WRITTEN TASK: Beginning at the line containing "negative clicks: (172, 163) (205, 154)", print every line until the records end, keeping each exactly as it is.

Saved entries
++++++++

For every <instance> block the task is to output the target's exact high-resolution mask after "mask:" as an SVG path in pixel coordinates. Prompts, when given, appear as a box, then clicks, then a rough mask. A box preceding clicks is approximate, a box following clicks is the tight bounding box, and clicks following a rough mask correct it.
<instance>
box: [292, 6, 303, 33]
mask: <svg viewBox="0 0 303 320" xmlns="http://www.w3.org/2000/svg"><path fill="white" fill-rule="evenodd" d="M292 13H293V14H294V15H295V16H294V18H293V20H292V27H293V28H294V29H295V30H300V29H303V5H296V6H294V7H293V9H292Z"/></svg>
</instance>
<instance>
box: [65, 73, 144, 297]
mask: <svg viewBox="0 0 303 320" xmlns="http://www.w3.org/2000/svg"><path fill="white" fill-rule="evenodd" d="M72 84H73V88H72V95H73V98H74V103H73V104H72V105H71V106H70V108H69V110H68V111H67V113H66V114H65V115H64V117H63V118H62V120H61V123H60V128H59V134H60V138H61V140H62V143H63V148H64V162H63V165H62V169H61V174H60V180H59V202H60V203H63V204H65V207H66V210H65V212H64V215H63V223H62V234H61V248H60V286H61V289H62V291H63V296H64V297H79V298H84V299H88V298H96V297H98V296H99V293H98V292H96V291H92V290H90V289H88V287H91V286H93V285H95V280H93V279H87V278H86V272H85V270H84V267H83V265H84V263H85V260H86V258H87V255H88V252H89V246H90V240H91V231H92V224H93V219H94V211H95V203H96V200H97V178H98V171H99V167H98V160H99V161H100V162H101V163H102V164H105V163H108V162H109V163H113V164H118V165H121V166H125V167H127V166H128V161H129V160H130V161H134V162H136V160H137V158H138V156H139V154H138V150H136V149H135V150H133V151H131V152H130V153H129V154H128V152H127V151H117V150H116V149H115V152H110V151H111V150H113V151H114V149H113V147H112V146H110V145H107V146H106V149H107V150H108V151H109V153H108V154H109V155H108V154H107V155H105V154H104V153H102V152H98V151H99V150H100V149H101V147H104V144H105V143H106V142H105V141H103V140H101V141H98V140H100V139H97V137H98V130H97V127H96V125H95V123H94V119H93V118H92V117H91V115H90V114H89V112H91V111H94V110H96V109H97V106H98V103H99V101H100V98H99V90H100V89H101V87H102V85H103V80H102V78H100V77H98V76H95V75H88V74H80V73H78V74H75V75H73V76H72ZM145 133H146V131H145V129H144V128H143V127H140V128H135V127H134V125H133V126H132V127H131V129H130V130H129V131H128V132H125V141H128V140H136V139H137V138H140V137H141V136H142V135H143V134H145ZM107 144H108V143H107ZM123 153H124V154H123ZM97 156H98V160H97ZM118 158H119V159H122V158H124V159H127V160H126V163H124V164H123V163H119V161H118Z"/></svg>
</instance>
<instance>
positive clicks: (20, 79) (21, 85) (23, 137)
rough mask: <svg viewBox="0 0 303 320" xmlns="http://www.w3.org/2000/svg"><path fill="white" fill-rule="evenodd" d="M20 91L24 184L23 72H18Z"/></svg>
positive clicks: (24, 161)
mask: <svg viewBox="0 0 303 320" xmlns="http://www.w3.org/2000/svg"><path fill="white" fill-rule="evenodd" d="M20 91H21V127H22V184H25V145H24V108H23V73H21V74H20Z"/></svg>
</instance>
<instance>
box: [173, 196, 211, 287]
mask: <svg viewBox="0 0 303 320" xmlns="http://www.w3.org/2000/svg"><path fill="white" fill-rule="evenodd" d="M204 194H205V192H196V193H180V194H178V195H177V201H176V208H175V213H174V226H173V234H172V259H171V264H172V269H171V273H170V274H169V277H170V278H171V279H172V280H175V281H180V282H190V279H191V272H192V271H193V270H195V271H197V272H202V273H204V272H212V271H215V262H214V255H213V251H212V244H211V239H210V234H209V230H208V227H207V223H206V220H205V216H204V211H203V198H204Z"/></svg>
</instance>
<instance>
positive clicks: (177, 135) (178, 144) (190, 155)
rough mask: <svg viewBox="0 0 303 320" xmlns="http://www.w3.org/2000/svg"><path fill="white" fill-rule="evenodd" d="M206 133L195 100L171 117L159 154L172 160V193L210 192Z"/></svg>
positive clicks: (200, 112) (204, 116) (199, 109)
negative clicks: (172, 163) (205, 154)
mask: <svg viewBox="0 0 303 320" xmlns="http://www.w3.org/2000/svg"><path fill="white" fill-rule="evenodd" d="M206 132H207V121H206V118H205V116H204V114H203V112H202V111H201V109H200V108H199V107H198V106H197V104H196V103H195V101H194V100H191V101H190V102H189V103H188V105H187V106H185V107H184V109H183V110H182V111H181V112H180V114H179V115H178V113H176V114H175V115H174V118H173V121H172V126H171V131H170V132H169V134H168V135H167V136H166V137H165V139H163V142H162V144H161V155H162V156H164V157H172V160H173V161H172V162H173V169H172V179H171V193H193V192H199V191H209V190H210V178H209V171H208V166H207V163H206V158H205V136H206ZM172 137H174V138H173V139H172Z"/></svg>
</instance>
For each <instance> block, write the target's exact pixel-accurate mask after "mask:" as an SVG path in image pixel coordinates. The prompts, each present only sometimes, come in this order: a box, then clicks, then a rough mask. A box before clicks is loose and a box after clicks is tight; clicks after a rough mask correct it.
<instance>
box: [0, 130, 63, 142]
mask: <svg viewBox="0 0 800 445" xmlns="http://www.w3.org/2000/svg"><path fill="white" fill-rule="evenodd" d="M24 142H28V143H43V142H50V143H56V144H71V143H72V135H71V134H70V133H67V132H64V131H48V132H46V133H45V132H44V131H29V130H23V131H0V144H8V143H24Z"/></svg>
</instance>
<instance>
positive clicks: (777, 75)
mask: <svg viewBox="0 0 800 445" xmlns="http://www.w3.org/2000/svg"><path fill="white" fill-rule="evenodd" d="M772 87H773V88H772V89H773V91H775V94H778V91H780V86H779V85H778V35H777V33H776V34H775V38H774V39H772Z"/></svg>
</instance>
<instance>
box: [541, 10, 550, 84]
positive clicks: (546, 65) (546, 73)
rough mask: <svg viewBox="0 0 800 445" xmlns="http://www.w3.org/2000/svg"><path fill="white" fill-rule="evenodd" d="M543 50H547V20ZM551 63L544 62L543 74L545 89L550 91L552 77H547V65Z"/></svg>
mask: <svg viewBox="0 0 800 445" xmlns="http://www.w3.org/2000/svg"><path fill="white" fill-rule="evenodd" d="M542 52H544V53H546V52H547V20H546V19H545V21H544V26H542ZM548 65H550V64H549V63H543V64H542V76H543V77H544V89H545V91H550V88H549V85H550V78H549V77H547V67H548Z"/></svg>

++++++++

ANSWER FOR THE TASK:
negative clicks: (172, 163) (205, 154)
mask: <svg viewBox="0 0 303 320" xmlns="http://www.w3.org/2000/svg"><path fill="white" fill-rule="evenodd" d="M206 132H207V121H206V118H205V116H204V114H203V112H202V111H201V109H200V108H199V107H198V106H197V104H196V103H195V101H194V100H191V101H190V102H189V103H188V105H187V106H185V107H184V109H183V110H182V111H181V112H180V114H179V115H178V113H176V114H175V115H174V118H173V121H172V126H171V131H170V132H169V134H168V135H167V136H166V137H165V139H163V142H162V144H161V155H162V156H164V157H172V160H173V161H172V162H173V169H172V179H171V193H193V192H199V191H209V190H210V178H209V171H208V166H207V163H206V158H205V136H206ZM172 137H174V138H173V139H172Z"/></svg>
</instance>
For each <instance> block, write the target's exact pixel-accurate mask after "mask:" as an SVG path in image pixel coordinates. The prompts, each present only sometimes, come in this order: a box, then clicks, then a rough mask. A box before clicks is loose and a box after clicks is tight; clicks after a rough mask correct it.
<instance>
box: [0, 130, 63, 142]
mask: <svg viewBox="0 0 800 445" xmlns="http://www.w3.org/2000/svg"><path fill="white" fill-rule="evenodd" d="M24 142H28V143H43V142H50V143H56V144H71V143H72V135H71V134H70V133H67V132H64V131H48V132H46V133H45V132H44V131H29V130H23V131H0V144H8V143H24Z"/></svg>
</instance>
<instance>
positive clicks: (777, 75)
mask: <svg viewBox="0 0 800 445" xmlns="http://www.w3.org/2000/svg"><path fill="white" fill-rule="evenodd" d="M772 87H773V88H772V89H773V91H775V94H778V91H780V86H779V85H778V35H777V33H776V34H775V38H774V39H772Z"/></svg>
</instance>
<instance>
box: [541, 10, 550, 84]
positive clicks: (546, 65) (546, 73)
rough mask: <svg viewBox="0 0 800 445" xmlns="http://www.w3.org/2000/svg"><path fill="white" fill-rule="evenodd" d="M543 50H547V20ZM551 63L544 62L543 74L545 89L550 91L552 77H547V65Z"/></svg>
mask: <svg viewBox="0 0 800 445" xmlns="http://www.w3.org/2000/svg"><path fill="white" fill-rule="evenodd" d="M542 52H544V53H546V52H547V20H546V19H545V21H544V26H542ZM548 65H550V64H549V63H543V64H542V76H543V77H544V89H545V91H550V88H549V85H550V78H549V77H547V67H548Z"/></svg>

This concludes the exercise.